■ SOURCE:
|---|
The art of lapidary lies in cutting and polishing fine and precious gemstones. Peridot, ruby, spinel, quartz, zircon, tourmaline, emerald, moonstone, prasiolite, aquamarine, amethysts … all coloured gems. The cut of a diamond reveals as much about the diamond cutter as it does about the diamond itself.
Lapidaries and diamond cutters are two industries present in Haut Jura which have developed from the watchmaking/clockmaking industry. . How? From 1550 onwards, the persecution of Protestants pushed Swiss clockmakers towards the nearby French part of the Haut-Jura. The lapidaries followed, who were responsible for glass cutting and decoration. In 1685, the Revocation of the Edict of Nantes and the flight of Parisian jewellers and diamond cutters to Switzerland created a further increase in the number of lapidaries in the Haut Jura. Then, in 1704, a patent was filed which advocated the use of rubies for the pivots and counter-pivots in Swiss timepieces. The need for lapidaries exploded. It is estimated that there were 8,000 of them in the Jura Mountains in 1920 – mostly farmers seeking employment in the winter.
|---|
■ LISTING:
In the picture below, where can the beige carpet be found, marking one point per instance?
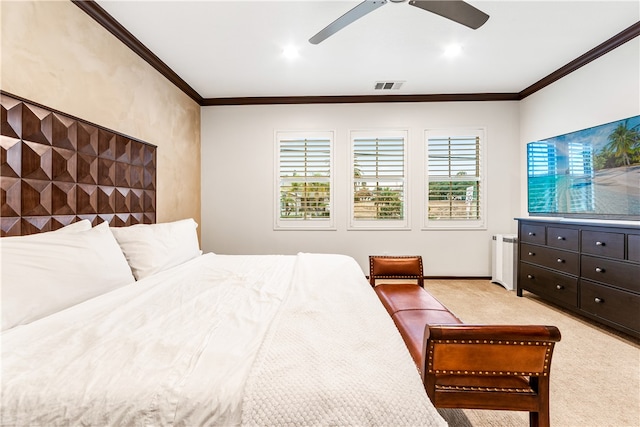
(595, 372)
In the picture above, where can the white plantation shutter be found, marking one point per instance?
(304, 166)
(455, 190)
(379, 179)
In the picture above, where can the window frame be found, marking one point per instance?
(379, 224)
(280, 223)
(457, 224)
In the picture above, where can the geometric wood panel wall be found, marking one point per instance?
(56, 169)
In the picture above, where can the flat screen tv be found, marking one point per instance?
(591, 173)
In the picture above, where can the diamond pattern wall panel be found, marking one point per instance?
(57, 169)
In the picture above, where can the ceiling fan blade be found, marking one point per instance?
(356, 13)
(456, 10)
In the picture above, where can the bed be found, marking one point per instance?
(136, 327)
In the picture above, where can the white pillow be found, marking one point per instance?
(48, 272)
(82, 225)
(151, 248)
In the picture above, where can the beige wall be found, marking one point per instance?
(56, 55)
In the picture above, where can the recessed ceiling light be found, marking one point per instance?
(452, 50)
(290, 52)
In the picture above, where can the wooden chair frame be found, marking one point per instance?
(499, 367)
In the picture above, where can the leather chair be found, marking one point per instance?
(396, 267)
(498, 367)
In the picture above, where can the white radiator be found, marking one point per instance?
(504, 249)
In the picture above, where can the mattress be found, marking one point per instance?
(219, 340)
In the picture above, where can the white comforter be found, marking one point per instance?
(220, 340)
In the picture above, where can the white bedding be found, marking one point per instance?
(219, 340)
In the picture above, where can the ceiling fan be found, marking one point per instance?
(455, 10)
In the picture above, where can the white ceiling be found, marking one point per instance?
(234, 48)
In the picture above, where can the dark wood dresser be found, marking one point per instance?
(592, 268)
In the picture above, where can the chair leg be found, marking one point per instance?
(539, 419)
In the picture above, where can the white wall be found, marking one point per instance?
(603, 91)
(238, 180)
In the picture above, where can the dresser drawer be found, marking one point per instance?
|---|
Answer these questions using the lapidary text:
(a) What does the art of lapidary consist of?
(b) From what year did the persecution of Protestants push Swiss clockmakers toward the French part of the Haut-Jura?
(c) How many lapidaries are estimated to have been in the Jura Mountains in 1920?
The records have no connection to the lapidary text.

(a) Cutting and polishing fine and precious gemstones.
(b) 1550.
(c) 8,000.